┌─ ENTRIES PROVIDED
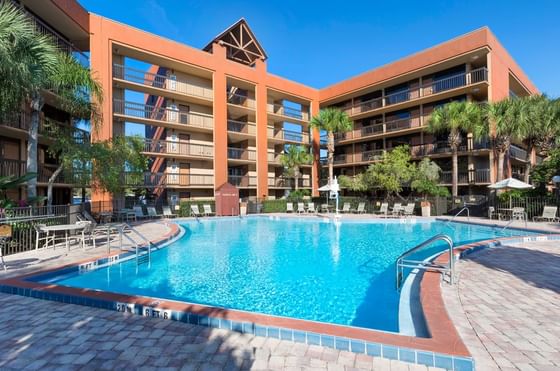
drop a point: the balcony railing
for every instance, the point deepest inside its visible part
(288, 135)
(175, 116)
(283, 182)
(242, 127)
(60, 41)
(242, 154)
(178, 148)
(517, 153)
(152, 180)
(47, 126)
(427, 89)
(243, 181)
(281, 110)
(44, 171)
(241, 100)
(165, 82)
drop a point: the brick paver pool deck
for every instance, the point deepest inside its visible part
(506, 306)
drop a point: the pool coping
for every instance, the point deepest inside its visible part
(444, 348)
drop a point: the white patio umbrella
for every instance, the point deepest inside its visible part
(510, 183)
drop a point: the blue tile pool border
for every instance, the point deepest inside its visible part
(388, 351)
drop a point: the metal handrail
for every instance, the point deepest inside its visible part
(460, 211)
(402, 263)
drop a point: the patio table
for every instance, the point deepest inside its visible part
(66, 228)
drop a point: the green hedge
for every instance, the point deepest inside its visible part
(185, 206)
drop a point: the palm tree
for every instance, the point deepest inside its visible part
(332, 120)
(292, 159)
(30, 63)
(502, 126)
(454, 118)
(539, 125)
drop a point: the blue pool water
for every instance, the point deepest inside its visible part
(300, 268)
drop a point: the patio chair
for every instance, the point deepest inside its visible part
(152, 213)
(207, 210)
(289, 207)
(383, 210)
(548, 215)
(167, 213)
(361, 208)
(408, 210)
(41, 235)
(139, 213)
(493, 214)
(195, 211)
(311, 207)
(397, 209)
(518, 213)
└─
> STATED TASK: Edit the rows from the line with "drop a point: the blue pool water" through the end of the rows. Change "patio chair" to "deck chair" and keep everything else the same.

> OUTPUT BELOW:
drop a point: the blue pool water
for every instance, the point deepest inside its visible part
(300, 268)
drop a point: the deck chair
for every instance, the point deepest inside its visible part
(152, 213)
(207, 210)
(289, 207)
(383, 210)
(548, 215)
(167, 213)
(361, 208)
(408, 210)
(41, 235)
(139, 213)
(493, 214)
(195, 211)
(311, 207)
(397, 209)
(518, 213)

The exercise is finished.